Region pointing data
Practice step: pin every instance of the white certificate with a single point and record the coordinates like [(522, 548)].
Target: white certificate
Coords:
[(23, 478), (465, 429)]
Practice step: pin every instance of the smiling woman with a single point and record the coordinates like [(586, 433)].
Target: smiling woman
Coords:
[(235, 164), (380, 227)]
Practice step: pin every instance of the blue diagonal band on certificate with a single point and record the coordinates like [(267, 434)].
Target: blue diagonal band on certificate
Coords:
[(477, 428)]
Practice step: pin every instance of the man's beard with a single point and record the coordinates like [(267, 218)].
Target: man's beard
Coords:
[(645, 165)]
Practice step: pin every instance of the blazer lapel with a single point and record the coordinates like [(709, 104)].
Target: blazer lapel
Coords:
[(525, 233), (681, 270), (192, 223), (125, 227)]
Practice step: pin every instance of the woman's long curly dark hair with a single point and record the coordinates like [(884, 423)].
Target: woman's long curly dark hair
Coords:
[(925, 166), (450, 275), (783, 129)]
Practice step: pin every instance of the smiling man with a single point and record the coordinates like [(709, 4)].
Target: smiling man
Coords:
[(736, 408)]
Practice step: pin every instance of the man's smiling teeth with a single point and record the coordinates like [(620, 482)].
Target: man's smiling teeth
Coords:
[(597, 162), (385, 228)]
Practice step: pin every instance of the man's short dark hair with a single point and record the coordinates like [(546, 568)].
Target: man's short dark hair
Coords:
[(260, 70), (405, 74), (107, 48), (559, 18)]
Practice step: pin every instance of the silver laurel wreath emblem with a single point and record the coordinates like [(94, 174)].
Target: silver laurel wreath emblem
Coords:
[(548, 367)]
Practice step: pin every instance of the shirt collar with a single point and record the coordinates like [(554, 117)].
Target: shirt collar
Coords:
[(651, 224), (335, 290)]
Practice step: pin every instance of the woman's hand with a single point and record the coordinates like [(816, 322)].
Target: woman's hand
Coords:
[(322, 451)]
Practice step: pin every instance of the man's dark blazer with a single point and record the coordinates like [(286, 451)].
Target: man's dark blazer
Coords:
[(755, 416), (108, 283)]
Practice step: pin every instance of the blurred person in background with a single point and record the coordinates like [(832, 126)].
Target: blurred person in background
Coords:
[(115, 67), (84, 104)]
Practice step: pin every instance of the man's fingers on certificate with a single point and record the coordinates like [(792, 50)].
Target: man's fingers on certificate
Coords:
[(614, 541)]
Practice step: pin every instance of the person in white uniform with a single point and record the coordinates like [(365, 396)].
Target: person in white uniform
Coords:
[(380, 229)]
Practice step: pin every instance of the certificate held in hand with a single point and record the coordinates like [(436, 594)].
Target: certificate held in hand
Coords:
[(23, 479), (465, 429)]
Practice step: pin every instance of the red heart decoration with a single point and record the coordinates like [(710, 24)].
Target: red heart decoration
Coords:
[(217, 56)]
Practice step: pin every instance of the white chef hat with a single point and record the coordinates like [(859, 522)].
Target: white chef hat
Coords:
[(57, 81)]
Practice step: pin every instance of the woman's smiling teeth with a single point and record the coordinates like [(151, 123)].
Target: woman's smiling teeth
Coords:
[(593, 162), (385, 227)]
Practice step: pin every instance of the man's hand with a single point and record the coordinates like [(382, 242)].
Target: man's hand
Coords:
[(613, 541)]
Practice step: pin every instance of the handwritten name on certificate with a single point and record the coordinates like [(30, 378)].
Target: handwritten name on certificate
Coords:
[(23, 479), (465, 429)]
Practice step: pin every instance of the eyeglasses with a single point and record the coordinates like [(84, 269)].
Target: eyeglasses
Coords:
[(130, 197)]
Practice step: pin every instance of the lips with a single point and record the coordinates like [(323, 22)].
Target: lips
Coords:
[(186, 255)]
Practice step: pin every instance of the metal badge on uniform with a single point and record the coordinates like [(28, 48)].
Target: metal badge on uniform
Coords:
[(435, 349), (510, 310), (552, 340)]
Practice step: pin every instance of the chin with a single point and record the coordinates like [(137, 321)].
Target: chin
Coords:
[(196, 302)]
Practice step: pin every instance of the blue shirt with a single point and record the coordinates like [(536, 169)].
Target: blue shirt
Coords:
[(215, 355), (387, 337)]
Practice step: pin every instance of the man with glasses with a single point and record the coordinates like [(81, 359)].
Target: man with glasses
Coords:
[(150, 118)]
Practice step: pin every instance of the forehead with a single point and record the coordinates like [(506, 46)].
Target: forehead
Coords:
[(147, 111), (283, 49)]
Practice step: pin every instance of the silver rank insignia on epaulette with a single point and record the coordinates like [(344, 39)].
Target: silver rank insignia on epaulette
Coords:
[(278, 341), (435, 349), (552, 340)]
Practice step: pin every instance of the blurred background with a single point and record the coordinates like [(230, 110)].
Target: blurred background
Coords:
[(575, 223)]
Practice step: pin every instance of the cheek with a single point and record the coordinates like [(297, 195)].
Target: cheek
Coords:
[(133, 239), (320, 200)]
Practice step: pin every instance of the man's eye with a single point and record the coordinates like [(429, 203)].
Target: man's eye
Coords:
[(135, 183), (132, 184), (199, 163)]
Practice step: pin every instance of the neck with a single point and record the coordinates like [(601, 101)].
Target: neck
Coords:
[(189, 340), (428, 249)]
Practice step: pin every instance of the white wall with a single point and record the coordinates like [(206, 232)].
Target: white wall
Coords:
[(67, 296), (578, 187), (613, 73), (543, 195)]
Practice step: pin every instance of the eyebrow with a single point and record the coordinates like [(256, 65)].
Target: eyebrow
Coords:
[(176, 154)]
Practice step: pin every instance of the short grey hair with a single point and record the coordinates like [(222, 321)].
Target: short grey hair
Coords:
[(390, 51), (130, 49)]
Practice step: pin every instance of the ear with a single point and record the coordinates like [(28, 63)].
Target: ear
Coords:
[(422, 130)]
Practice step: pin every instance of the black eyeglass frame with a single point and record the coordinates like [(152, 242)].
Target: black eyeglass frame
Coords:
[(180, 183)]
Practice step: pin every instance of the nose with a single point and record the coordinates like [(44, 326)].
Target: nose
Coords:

• Work instruction
Report each line above that includes the string "insignia".

• Response
Practice step: pin every instance of the silver rank insignia on epaulette with a single point and record the coordinates like [(344, 39)].
Target: silver rank insignia on epaulette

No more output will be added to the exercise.